#### PASSAGE FOR REVIEW ####
2015-05-13 20:57:13

by Arnd Bergmann

[permalink] [raw]
Subject: [PATCH] lib: fix 842 build on 32-bit architectures

Building the 842 code on 32-bit ARM currently results in this link
error:

ERROR: "__aeabi_uldivmod" [lib/842/842_decompress.ko] undefined!

The reason is that the __do_index function performs a 64-bit
division by a power-of-two number, but it has no insight into
the function arguments.

By marking that function inline, the fsize argument is always
known at the time that do_index is called, and the compiler is
able to replace the extremely expensive 64-bit division with
a cheap constant shift operation.

Aside from fixing that link error, this approach should also improve
both code size and performance on 32-bit architectures significantly.

Signed-off-by: Arnd Bergmann <[email protected]>
---
Found while building arm32 allmodconfig with gcc-5.0

diff --git a/lib/842/842_decompress.c b/lib/842/842_decompress.c
index 6b2b45aecde3..285bf6b6959c 100644
--- a/lib/842/842_decompress.c
+++ b/lib/842/842_decompress.c
@@ -169,7 +169,7 @@ static int do_data(struct sw842_param *p, u8 n)
return 0;
}

-static int __do_index(struct sw842_param *p, u8 size, u8 bits, u64 fsize)
+static inline int __do_index(struct sw842_param *p, u8 size, u8 bits, u64 fsize)
{
u64 index, offset, total = round_down(p->out - p->ostart, 8);
int ret;


2015-05-13 23:53:13

by Dan Streetman

[permalink] [raw]
Subject: Re: [PATCH] lib: fix 842 build on 32-bit architectures

> Building the 842 code on 32-bit ARM currently results in this link
> error:
>
> ERROR: "__aeabi_uldivmod" [lib/842/842_decompress.ko] undefined!

Oops! Guess I should build/test on 32 bit more.

>
> The reason is that the __do_index function performs a 64-bit
> division by a power-of-two number, but it has no insight into
> the function arguments.
>
> By marking that function inline, the fsize argument is always
> known at the time that do_index is called, and the compiler is
> able to replace the extremely expensive 64-bit division with
> a cheap constant shift operation.

alternately, we know that fsize will always be less than 64 bits,
at most it's 4<<9 or 8<<8 (both == 1<<11). So we could just change
its type to u16.

diff --git a/lib/842/842_decompress.c b/lib/842/842_decompress.c
index 6b2b45aecde3..285bf6b6959c 100644
--- a/lib/842/842_decompress.c
+++ b/lib/842/842_decompress.c
@@ -169,7 +169,7 @@ static int do_data(struct sw842_param *p, u8 n)
return 0;
}

-static int __do_index(struct sw842_param *p, u8 size, u8 bits, u64 fsize)
+static int __do_index(struct sw842_param *p, u8 size, u8 bits, u16 fsize)
{
u64 index, offset, total = round_down(p->out - p->ostart, 8);
int ret;

Or, we could inline it and change the type to u16. In any case,

Acked-by: Dan Streetman <[email protected]>

>
> Aside from fixing that link error, this approach should also improve
> both code size and performance on 32-bit architectures significantly.
#### DATA FOR ANALYSIS ####
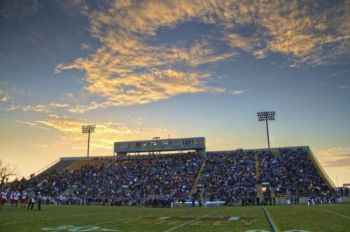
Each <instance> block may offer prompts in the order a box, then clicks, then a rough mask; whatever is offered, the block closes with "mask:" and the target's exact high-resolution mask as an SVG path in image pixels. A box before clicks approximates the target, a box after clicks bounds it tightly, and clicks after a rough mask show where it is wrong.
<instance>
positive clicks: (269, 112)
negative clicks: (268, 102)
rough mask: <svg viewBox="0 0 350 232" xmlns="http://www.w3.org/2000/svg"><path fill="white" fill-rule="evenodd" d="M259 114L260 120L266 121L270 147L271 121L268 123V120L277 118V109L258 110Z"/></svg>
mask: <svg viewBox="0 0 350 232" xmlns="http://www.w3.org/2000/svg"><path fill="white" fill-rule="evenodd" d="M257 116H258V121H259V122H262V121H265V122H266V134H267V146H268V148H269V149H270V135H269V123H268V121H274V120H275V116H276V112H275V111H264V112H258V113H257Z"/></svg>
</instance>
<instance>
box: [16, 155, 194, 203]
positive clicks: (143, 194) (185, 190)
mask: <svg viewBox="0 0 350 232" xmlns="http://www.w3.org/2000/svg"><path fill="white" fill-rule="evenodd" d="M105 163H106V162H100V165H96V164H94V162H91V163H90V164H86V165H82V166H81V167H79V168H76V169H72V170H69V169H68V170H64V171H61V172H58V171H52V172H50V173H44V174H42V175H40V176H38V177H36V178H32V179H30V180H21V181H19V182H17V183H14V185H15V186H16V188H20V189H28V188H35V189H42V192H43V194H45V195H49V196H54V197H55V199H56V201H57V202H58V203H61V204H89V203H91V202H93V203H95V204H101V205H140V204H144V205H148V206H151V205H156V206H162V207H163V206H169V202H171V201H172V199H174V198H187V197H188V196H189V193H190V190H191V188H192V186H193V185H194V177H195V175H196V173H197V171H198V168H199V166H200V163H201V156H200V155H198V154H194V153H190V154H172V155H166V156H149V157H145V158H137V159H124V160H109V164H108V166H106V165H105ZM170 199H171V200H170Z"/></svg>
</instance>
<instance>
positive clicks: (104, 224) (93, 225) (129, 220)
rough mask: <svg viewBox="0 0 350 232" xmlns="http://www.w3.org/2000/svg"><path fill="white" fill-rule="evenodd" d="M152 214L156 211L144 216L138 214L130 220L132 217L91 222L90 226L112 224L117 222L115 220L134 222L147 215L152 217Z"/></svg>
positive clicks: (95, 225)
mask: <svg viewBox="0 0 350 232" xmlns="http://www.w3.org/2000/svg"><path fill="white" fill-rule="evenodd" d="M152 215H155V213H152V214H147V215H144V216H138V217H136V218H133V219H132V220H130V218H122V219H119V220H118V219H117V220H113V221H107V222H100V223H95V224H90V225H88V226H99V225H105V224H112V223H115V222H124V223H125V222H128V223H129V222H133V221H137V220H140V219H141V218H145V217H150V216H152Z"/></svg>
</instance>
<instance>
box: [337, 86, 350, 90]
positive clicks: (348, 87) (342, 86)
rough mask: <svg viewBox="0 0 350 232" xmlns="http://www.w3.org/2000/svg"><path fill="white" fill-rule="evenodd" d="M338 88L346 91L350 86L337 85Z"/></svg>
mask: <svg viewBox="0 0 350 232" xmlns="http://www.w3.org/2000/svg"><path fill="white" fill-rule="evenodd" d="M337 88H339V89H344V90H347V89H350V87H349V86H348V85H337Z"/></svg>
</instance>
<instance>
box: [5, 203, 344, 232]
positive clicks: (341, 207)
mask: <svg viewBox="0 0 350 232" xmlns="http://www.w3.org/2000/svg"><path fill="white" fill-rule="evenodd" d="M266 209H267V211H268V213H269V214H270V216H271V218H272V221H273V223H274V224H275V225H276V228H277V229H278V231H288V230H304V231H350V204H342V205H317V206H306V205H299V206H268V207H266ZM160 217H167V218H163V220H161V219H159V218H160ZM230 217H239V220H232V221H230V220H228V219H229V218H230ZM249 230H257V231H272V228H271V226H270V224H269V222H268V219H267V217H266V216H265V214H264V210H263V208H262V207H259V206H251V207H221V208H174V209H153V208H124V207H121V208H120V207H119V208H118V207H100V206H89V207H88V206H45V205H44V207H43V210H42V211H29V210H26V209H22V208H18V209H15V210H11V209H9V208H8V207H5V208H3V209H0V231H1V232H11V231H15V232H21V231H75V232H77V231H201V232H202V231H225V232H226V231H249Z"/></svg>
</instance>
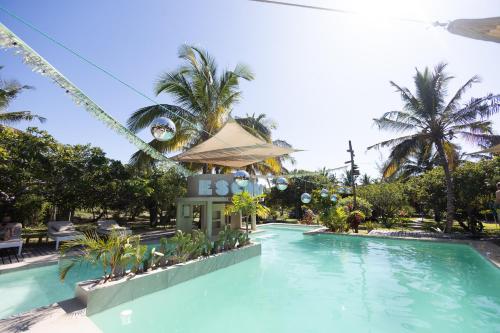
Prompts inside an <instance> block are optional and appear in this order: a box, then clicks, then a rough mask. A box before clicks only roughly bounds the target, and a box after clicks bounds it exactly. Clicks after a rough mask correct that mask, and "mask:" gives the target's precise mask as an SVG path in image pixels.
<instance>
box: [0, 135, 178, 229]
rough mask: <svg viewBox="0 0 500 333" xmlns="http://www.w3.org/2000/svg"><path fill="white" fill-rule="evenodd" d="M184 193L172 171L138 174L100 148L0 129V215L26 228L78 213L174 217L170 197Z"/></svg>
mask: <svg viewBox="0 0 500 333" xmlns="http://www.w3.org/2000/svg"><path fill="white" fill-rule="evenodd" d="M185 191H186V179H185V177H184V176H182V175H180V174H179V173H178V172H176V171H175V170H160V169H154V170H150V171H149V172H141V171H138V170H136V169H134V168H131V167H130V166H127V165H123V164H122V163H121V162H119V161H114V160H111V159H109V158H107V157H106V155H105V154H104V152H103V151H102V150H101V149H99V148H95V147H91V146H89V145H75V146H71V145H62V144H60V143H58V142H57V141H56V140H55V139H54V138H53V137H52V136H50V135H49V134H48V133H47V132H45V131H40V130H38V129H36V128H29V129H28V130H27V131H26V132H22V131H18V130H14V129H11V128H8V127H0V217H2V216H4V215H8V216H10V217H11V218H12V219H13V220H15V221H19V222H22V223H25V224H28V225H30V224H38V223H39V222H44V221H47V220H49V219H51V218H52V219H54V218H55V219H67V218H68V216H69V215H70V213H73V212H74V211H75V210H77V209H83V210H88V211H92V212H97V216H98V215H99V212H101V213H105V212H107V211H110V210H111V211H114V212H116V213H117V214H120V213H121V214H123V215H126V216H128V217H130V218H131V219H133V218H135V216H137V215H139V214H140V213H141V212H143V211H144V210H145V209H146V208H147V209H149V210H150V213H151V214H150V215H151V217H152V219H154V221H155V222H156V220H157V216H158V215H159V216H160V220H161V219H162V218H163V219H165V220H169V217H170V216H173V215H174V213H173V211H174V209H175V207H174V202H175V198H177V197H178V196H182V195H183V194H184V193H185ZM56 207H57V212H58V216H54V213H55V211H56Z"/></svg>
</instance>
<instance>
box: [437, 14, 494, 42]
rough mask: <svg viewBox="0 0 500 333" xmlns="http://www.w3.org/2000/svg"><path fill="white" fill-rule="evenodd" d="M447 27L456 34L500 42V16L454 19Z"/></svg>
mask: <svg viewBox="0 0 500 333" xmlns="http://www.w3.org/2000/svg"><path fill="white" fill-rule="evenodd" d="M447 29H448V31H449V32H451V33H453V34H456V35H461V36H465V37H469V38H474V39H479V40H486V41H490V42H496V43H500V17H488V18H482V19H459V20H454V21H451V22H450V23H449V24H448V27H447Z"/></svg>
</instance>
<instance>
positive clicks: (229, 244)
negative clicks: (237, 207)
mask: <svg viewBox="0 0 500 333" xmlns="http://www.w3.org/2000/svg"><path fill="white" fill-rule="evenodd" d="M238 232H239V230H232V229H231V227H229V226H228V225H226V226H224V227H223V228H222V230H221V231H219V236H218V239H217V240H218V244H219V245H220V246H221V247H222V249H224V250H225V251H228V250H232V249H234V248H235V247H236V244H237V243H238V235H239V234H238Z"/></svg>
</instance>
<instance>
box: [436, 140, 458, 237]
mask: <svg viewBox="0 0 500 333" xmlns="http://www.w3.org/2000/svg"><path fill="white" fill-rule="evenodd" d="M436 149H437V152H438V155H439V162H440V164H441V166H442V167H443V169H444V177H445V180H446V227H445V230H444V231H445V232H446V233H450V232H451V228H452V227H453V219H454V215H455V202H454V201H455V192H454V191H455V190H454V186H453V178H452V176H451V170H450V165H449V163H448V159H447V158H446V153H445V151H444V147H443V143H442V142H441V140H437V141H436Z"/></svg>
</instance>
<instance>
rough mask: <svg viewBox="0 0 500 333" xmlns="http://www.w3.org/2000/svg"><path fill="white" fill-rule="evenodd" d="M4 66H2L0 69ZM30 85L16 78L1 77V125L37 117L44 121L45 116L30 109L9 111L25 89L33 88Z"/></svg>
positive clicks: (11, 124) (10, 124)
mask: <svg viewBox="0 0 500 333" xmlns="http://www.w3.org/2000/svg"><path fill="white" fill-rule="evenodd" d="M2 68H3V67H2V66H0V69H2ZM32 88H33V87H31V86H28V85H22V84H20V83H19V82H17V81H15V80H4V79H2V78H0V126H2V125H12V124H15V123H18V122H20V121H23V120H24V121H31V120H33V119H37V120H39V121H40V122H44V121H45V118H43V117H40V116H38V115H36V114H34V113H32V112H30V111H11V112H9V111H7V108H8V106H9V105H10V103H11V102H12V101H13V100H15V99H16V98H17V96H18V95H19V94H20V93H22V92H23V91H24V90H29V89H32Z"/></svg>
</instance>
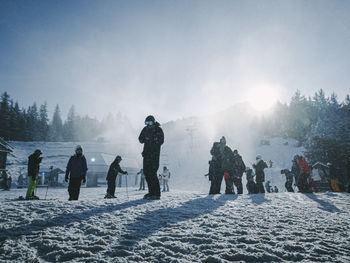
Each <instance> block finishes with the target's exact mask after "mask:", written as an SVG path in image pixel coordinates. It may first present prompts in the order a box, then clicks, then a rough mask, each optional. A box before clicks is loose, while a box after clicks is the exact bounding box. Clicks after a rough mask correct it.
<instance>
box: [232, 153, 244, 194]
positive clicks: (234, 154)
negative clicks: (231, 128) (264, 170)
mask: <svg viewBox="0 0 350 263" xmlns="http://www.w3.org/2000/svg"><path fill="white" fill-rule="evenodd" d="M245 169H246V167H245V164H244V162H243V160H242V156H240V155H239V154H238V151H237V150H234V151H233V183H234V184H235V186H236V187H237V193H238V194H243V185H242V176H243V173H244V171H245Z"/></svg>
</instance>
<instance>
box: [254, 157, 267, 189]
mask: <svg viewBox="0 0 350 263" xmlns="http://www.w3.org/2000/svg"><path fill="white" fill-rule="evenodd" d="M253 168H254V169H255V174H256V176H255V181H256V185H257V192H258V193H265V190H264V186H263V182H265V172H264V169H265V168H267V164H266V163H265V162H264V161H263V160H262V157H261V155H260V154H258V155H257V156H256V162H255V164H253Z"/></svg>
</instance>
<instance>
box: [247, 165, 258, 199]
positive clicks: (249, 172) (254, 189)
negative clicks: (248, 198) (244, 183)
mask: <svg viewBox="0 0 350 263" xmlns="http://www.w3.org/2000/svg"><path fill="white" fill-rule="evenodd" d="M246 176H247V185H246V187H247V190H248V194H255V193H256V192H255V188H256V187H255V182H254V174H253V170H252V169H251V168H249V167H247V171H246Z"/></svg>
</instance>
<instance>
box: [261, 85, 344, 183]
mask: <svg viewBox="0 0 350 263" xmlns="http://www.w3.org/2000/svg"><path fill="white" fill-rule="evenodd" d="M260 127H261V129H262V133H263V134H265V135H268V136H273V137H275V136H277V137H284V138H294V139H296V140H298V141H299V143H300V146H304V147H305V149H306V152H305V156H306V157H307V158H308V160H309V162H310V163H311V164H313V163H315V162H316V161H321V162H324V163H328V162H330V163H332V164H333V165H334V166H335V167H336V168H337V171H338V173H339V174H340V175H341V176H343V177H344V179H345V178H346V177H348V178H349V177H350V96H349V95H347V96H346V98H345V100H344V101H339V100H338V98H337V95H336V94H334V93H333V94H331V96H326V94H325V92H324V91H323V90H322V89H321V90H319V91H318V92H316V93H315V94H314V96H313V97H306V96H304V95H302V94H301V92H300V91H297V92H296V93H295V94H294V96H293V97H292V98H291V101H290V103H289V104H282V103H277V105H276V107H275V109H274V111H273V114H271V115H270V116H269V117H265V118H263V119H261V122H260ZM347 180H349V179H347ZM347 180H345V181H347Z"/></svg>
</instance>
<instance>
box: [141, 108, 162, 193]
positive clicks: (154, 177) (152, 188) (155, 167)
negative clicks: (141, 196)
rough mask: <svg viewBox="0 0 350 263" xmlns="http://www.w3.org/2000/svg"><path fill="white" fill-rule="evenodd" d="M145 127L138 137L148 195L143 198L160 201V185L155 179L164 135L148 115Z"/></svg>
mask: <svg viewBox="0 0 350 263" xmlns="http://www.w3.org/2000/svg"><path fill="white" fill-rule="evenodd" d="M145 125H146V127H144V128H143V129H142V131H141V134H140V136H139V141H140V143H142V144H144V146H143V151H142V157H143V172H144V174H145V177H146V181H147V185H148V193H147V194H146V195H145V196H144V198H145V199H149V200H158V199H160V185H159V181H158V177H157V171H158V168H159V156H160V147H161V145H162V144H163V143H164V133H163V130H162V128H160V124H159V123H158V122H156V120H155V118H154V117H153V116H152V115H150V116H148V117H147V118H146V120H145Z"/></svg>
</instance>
####
USING THE INFORMATION:
1. Summarize the thread on the 842 build patch in two sentences.
2. In the thread on the 842 build patch, which compiler was in use when the link error was found?
3. Carry on the thread on the 842 build patch from its last line.

YOUR RESPONSES:
1. A patch reports that building the 842 code on 32-bit ARM fails with an undefined "__aeabi_uldivmod" link error, because __do_index performs a 64-bit division by a power-of-two number without insight into its arguments, and it fixes this by marking the function inline so the compiler can replace the costly division with a cheap constant shift. Dan Streetman acks the patch and notes that since fsize is at most 1<<11, its type could instead be changed to u16, or the function could be both inlined and given a u16 fsize.

2. gcc-5.0, while building arm32 allmodconfig.

3.
>
> Signed-off-by: Arnd Bergmann <[email protected]>
> ---
> Found while building arm32 allmodconfig with gcc-5.0
>
> diff --git a/lib/842/842_decompress.c b/lib/842/842_decompress.c
> index 6b2b45aecde3..285bf6b6959c 100644
> --- a/lib/842/842_decompress.c
> +++ b/lib/842/842_decompress.c
> @@ -169,7 +169,7 @@ static int do_data(struct sw842_param *p, u8 n)
> return 0;
> }
>
> -static int __do_index(struct sw842_param *p, u8 size, u8 bits, u64 fsize)
> +static inline int __do_index(struct sw842_param *p, u8 size, u8 bits, u64 fsize)
> {
> u64 index, offset, total = round_down(p->out - p->ostart, 8);
> int ret;
>

2015-05-14 03:07:04

by Herbert Xu

[permalink] [raw]
Subject: Re: [PATCH] lib: fix 842 build on 32-bit architectures

On Wed, May 13, 2015 at 10:56:39PM +0200, Arnd Bergmann wrote:
> Building the 842 code on 32-bit ARM currently results in this link
> error:
>
> ERROR: "__aeabi_uldivmod" [lib/842/842_decompress.ko] undefined!
>
> The reason is that the __do_index function performs a 64-bit
> division by a power-of-two number, but it has no insight into
> the function arguments.
>
> By marking that function inline, the fsize argument is always
> known at the time that do_index is called, and the compiler is
> able to replace the extremely expensive 64-bit division with
> a cheap constant shift operation.
>
> Aside from fixing that link error, this approach should also improve
> both code size and performance on 32-bit architectures significantly.
>
> Signed-off-by: Arnd Bergmann <[email protected]>
> ---
> Found while building arm32 allmodconfig with gcc-5.0
>
> diff --git a/lib/842/842_decompress.c b/lib/842/842_decompress.c
> index 6b2b45aecde3..285bf6b6959c 100644
> --- a/lib/842/842_decompress.c
> +++ b/lib/842/842_decompress.c
> @@ -169,7 +169,7 @@ static int do_data(struct sw842_param *p, u8 n)
> return 0;
> }
>
> -static int __do_index(struct sw842_param *p, u8 size, u8 bits, u64 fsize)
> +static inline int __do_index(struct sw842_param *p, u8 size, u8 bits, u64 fsize)

Ugh, relying on inlining to work is fragile. I'm not against
making this inline but please make it work even when it is out-
of-line.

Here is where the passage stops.